··· Records for the task ···
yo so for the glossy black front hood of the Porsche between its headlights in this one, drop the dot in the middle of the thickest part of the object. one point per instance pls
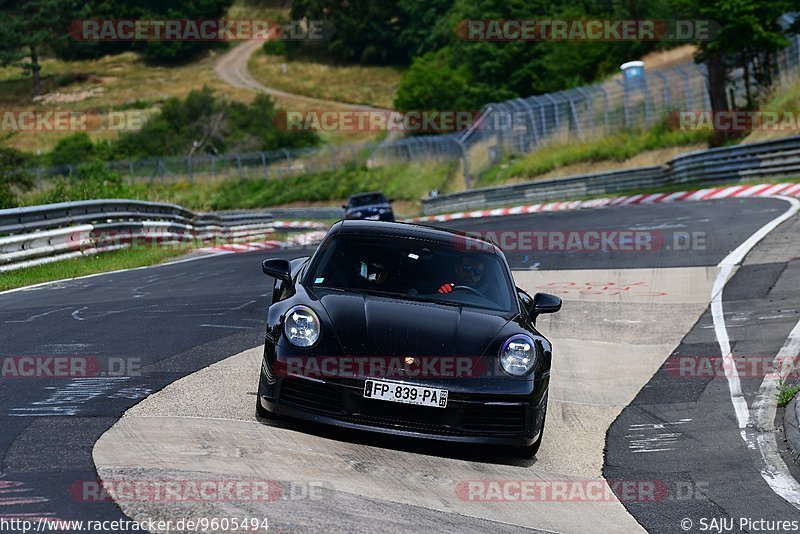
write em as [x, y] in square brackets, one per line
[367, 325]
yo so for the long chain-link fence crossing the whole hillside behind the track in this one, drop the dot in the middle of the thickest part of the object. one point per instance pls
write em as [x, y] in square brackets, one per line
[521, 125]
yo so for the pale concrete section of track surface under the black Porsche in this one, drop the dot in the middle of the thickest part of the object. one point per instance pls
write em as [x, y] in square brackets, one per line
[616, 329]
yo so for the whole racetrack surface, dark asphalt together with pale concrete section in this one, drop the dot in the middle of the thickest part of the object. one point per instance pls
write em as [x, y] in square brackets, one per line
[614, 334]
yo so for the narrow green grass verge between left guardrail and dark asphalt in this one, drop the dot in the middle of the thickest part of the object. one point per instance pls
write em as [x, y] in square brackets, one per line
···
··· Records for the task ···
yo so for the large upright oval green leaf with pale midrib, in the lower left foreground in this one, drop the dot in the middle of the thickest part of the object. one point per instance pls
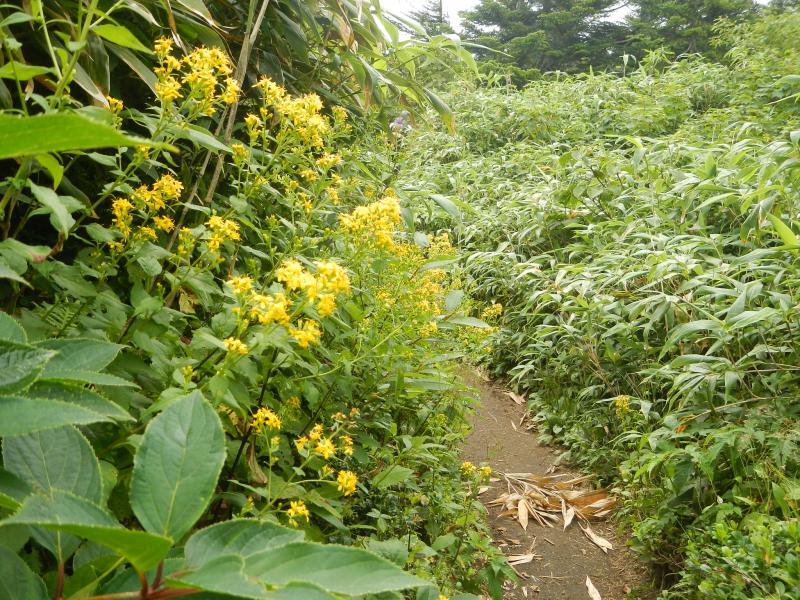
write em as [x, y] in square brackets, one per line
···
### What is expected
Whenever the word "black" occurs in a line above, copy that line.

### Finished exercise
yo so for the glossy black front hood of the Porsche between its headlights in this one, drop the dot in the middle of the thickest part of the object. one point per instance pls
yo so for the pale concrete section of track surface under the black Porsche in this one, drop the dot in the middle of the thickest part of the object. one point per instance pls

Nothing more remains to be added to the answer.